● Task objective
Please reproduce the full set of data below exactly.

────────────────

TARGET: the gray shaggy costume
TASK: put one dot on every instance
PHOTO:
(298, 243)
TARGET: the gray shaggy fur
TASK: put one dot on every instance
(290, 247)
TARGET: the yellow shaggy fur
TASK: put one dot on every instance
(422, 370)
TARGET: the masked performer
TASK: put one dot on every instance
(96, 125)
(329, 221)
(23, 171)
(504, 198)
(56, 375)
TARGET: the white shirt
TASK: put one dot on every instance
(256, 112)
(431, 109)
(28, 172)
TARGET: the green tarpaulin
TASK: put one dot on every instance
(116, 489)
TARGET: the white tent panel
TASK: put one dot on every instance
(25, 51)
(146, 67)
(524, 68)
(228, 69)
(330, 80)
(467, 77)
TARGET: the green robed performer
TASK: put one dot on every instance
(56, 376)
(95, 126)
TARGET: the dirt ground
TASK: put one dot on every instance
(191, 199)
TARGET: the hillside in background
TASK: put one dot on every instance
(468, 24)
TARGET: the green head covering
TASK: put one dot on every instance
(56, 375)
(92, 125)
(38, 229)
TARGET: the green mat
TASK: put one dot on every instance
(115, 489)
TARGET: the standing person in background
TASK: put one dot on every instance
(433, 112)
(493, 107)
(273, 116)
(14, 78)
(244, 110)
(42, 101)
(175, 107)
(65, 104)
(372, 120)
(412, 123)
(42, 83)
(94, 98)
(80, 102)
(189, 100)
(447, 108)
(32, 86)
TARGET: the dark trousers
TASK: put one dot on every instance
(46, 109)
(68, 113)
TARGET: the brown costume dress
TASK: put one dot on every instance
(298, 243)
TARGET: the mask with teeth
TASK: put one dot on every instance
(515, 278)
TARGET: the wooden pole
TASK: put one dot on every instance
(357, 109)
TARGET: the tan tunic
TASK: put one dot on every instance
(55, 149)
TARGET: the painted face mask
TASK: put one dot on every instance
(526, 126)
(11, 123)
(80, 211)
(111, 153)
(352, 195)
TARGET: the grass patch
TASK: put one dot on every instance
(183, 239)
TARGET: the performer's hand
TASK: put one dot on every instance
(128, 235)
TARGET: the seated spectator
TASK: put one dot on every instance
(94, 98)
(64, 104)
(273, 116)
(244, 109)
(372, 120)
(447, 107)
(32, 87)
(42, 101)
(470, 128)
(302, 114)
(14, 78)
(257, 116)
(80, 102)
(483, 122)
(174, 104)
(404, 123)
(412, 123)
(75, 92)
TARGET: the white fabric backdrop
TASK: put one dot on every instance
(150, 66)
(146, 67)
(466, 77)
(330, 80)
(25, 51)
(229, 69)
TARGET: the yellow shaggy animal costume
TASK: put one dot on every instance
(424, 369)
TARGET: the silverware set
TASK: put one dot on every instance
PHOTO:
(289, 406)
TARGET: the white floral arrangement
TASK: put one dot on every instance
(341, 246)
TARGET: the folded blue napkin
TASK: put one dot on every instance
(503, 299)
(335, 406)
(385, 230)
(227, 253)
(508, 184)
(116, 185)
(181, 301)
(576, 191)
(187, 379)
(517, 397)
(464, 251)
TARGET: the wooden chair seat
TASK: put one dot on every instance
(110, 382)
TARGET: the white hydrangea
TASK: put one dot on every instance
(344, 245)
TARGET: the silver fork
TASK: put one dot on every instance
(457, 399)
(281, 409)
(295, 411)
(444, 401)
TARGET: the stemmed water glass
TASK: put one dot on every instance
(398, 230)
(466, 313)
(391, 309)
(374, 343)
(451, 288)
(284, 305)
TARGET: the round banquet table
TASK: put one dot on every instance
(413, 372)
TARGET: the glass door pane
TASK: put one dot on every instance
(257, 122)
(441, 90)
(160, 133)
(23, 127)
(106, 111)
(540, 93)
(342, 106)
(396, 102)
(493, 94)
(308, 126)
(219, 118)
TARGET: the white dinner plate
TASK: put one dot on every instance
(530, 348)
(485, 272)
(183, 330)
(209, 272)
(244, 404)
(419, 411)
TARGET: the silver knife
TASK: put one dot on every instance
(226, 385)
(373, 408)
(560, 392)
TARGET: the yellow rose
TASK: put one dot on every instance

────────────────

● Solution for this problem
TARGET: the gray shaggy costume
TASK: put one dot on every instance
PHOTO:
(298, 243)
TARGET: the gray shaggy fur
TASK: put one dot on every instance
(290, 247)
TARGET: the yellow shaggy fur
TASK: put one dot on every instance
(422, 370)
TARGET: the masked performer
TASK: put one dot on every instance
(96, 125)
(329, 221)
(23, 171)
(504, 198)
(56, 375)
TARGET: the white shirt
TASK: put one dot on every instance
(256, 112)
(431, 109)
(28, 172)
TARGET: the green tarpaulin
TASK: put one dot on every instance
(116, 489)
TARGET: the white tent panel
TASK: put one dot on every instance
(25, 51)
(146, 67)
(524, 68)
(228, 69)
(330, 80)
(467, 77)
TARGET: the green robed performer
TASK: put one dot on every instance
(56, 376)
(95, 126)
TARGET: the dirt ground
TASK: put one dot on every instance
(191, 199)
TARGET: the hillside in background
TASK: put one dot on every instance
(468, 24)
TARGET: the green head covering
TASK: put one dot on every instance
(56, 375)
(92, 125)
(38, 229)
TARGET: the green mat
TASK: put one dot on every instance
(115, 489)
TARGET: the standing person in background
TASK: put one dot on every instance
(433, 112)
(493, 107)
(273, 116)
(14, 78)
(244, 110)
(42, 101)
(175, 107)
(65, 104)
(372, 120)
(412, 123)
(42, 83)
(94, 98)
(80, 102)
(189, 100)
(447, 108)
(32, 86)
TARGET: the dark trousers
TASK: put one dot on every instance
(46, 109)
(68, 113)
TARGET: the brown costume dress
TASK: put one dot on every instance
(298, 243)
TARGET: the mask with teeth
TASK: put one dot on every instance
(515, 278)
TARGET: the wooden pole
TASK: put one dot on every instance
(357, 109)
TARGET: the tan tunic
TASK: put one dot on every instance
(55, 149)
TARGET: the painted face mask
TASK: put one dot on every instance
(526, 126)
(11, 123)
(80, 211)
(111, 153)
(352, 195)
TARGET: the grass patch
TASK: put one dot on every instance
(183, 239)
TARGET: the performer's hand
TASK: put one dot on every instance
(128, 235)
TARGET: the seated spectator
TASK: put one dot on every instance
(94, 98)
(64, 104)
(273, 116)
(244, 109)
(372, 120)
(447, 107)
(32, 87)
(42, 101)
(470, 128)
(302, 114)
(14, 78)
(257, 116)
(80, 102)
(483, 122)
(174, 104)
(404, 123)
(412, 123)
(75, 92)
TARGET: the white fabric backdrop
TASK: put one dot on every instance
(150, 66)
(146, 67)
(466, 77)
(330, 80)
(25, 51)
(229, 69)
TARGET: the yellow shaggy animal costume
TASK: put one dot on every instance
(424, 369)
TARGET: the silverware set
TASK: put one dot on every instance
PHOTO:
(289, 406)
TARGET: the white floral arrangement
TASK: put one dot on every instance
(341, 246)
TARGET: the folded blue napkin
TASK: put one dot on every instance
(503, 299)
(335, 406)
(385, 230)
(227, 253)
(508, 184)
(116, 185)
(181, 301)
(576, 191)
(187, 379)
(517, 397)
(464, 251)
TARGET: the wooden chair seat
TASK: put one dot on every instance
(110, 382)
TARGET: the white hydrangea
TASK: put one dot on every instance
(344, 245)
TARGET: the silver fork
TASK: put one dot on every instance
(457, 399)
(281, 409)
(295, 411)
(444, 401)
TARGET: the stemmed water glass
TASK: put one dot on every instance
(398, 230)
(466, 313)
(391, 309)
(374, 343)
(451, 288)
(284, 305)
TARGET: the round banquet table
TASK: put one dot on every instance
(413, 372)
TARGET: the glass door pane
TASK: put one dot on every instance
(257, 122)
(441, 90)
(160, 133)
(23, 127)
(106, 111)
(540, 93)
(342, 106)
(396, 102)
(493, 94)
(308, 126)
(219, 118)
TARGET: the white dinner plate
TASK: put one dot on every instance
(530, 348)
(485, 272)
(183, 330)
(209, 272)
(244, 404)
(419, 411)
TARGET: the silver knife
TASK: put one dot on every instance
(226, 385)
(373, 408)
(560, 392)
TARGET: the yellow rose
TASK: put one dot on every instance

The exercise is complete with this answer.